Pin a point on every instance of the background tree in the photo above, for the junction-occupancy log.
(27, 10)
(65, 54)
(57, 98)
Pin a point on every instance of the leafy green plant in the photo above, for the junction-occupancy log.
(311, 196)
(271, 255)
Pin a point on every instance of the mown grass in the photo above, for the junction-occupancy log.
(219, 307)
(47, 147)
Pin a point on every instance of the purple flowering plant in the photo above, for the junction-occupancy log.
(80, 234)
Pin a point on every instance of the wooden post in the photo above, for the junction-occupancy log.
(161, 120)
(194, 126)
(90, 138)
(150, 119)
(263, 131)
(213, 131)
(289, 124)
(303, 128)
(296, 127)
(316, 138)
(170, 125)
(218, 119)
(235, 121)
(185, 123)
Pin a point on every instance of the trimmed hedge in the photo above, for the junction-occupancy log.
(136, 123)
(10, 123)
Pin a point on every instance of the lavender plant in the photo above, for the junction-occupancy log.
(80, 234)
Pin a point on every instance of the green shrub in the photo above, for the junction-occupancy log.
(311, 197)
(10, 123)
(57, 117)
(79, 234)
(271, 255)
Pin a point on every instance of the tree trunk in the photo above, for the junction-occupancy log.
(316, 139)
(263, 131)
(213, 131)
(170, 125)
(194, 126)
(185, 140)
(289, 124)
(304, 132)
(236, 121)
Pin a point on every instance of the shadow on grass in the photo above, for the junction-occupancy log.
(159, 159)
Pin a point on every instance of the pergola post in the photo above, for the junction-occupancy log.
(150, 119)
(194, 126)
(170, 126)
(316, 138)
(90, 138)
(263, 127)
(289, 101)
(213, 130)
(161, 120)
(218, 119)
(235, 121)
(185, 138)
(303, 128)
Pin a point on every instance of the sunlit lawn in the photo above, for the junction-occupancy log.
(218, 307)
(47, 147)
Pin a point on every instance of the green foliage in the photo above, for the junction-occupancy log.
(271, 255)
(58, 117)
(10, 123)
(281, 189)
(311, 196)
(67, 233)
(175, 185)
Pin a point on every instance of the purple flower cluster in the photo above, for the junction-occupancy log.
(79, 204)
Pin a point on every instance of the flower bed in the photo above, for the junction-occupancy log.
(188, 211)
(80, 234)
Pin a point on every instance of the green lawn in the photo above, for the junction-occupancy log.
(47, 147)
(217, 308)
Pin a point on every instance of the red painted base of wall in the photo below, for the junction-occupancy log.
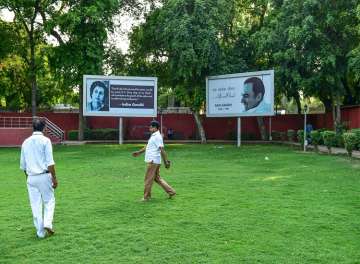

= = =

• Work required:
Your task is to retype exactly the lines that run from the line with "Pin a point on every instance of the purple flower cluster" through the last line of the material, with the pictures left out.

• Solution to this exercise:
Pin a point on every instance of the purple flower cluster in the photo above, for the junction-occupancy log.
(79, 204)
Pin a point on every instance of the flower bed in the photo above, for the junction-occupancy log.
(188, 211)
(80, 234)
Pin a point on every instance of the green lawn in the photo above, for the junction-occupancy log.
(47, 147)
(217, 308)
Pin a point on every instance of the red painted base of wall in the photo below, for the junction-occupancy log.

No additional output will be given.